> [INSTRUCTION] Please render every line of the records below as a numbered list, skipping blank lines and omitting the pictures.

> [SUPPLIED MATERIAL]
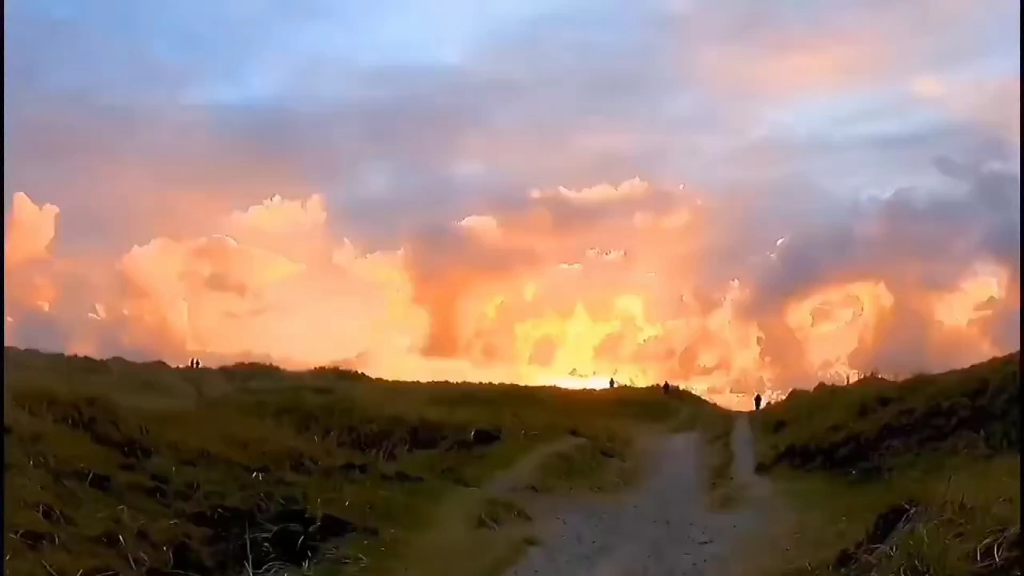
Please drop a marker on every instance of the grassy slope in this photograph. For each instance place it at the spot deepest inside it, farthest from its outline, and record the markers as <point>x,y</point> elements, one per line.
<point>853,460</point>
<point>113,465</point>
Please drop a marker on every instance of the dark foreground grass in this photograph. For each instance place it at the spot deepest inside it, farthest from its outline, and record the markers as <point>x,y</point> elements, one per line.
<point>113,466</point>
<point>918,477</point>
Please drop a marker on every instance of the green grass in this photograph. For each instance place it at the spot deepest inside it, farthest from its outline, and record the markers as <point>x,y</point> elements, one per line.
<point>946,444</point>
<point>121,457</point>
<point>721,488</point>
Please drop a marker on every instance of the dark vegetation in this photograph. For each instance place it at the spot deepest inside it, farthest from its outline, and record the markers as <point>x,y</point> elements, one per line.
<point>117,467</point>
<point>926,470</point>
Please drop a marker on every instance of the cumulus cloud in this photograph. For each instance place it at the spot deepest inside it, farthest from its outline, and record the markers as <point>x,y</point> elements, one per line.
<point>728,195</point>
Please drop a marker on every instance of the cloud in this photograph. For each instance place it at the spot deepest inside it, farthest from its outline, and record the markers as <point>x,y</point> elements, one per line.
<point>554,195</point>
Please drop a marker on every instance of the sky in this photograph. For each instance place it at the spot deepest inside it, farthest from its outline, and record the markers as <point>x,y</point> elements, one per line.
<point>735,196</point>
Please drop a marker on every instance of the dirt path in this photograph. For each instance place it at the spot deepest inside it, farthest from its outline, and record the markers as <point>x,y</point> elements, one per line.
<point>664,527</point>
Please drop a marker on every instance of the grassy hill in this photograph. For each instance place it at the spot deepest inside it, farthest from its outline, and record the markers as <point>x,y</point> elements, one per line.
<point>915,477</point>
<point>114,466</point>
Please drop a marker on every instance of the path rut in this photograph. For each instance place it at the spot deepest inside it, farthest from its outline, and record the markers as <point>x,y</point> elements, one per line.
<point>663,527</point>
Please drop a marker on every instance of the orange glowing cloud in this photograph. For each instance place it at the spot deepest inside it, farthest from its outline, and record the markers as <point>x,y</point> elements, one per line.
<point>572,289</point>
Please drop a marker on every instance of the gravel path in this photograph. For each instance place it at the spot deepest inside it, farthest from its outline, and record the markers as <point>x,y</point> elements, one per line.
<point>663,527</point>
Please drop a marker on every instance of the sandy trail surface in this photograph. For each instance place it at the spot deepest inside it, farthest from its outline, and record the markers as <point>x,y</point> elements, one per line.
<point>662,527</point>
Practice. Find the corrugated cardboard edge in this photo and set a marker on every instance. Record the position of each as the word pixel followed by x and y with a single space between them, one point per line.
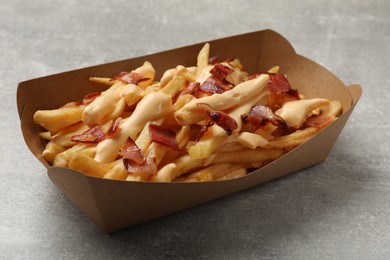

> [TASK OUTPUT]
1. Please drop a marker on every instance of the grassy slope in this photograph. For each instance place it at the spot deepest inside it, farthest from its outline, and record the markers as <point>x,y</point> elements, one per line.
2. <point>853,460</point>
3. <point>113,465</point>
4. Please drop a marker on every instance of the dark foreground grass in this photograph. For each instance place it at the spot deepest inside it, farthest from its outline, and record the markers as <point>x,y</point> elements, one per line.
5. <point>113,466</point>
6. <point>918,477</point>
7. Please drop a marker on every instance of the green grass in this photograph. For each instance place it at the spot deepest inside it, farthest from its outline, and record the markers as <point>x,y</point> elements, one per line.
8. <point>946,444</point>
9. <point>121,457</point>
10. <point>721,488</point>
11. Please drop a marker on every instance of the dark vegetation in this photograph. For each instance place it at the spot deepest inside it, farthest from its outline, and record the markers as <point>x,y</point> elements, one per line.
12. <point>117,467</point>
13. <point>926,470</point>
14. Please drop a marker on every instance of the cumulus cloud in this photograph. For each instance place it at the spot deepest inside it, farthest from its outline, and record the markers as <point>x,y</point> elements, one per line.
15. <point>728,195</point>
16. Please drop a marker on every instance of the cloud in this photograph. For each instance place it at the spot deepest inside it, farthest from its outline, and record the markers as <point>x,y</point> elements, one per line.
17. <point>554,195</point>
18. Please drop a marker on every instance of the sky in this photograph. For each instance place it at the spot deepest inside it, farthest from its outline, and record the markers as <point>x,y</point> elements, one per line.
19. <point>735,196</point>
20. Please drop a marker on every instance of the dirt path in this photograph. For each instance place it at the spot deepest inside it, farthest from its outline, and record the markers as <point>x,y</point> elements, one per line.
21. <point>664,527</point>
22. Please drop a marker on every instance of the grassy hill in this photograph. For each instance place it at the spot deepest inside it, farthest from its outline, and record the markers as <point>x,y</point> elements, one per line.
23. <point>915,477</point>
24. <point>114,466</point>
25. Please drop a marker on every instance of the path rut in this photograph. For each instance place it at the spot deepest inside it, farthest from its outline, and record the markers as <point>x,y</point> elements, one per line.
26. <point>663,527</point>
27. Please drop a marker on every instance of the orange glowing cloud in this photograph. For each instance place it at the spot deepest inside it, farthest from its outline, and record the markers as <point>x,y</point> elements, one per line.
28. <point>572,289</point>
29. Please drop a marker on every instance of the gravel path in this photograph. For each instance place it at the spot deepest inside it, farthest from its outline, and record the markers as <point>x,y</point> elements, one per line.
30. <point>663,527</point>
31. Please drop a marker on every instance of the sandy trail surface in this photograph. For each instance place it at the spot deepest inside it, farthest from its outline, and record the markers as <point>x,y</point> elements, one per line.
32. <point>662,527</point>
33. Practice. Find the corrugated cardboard edge in this photo and set a marker on every instance. Record the position of each as the word pixel followed by x and y with a single space between them, one point per line.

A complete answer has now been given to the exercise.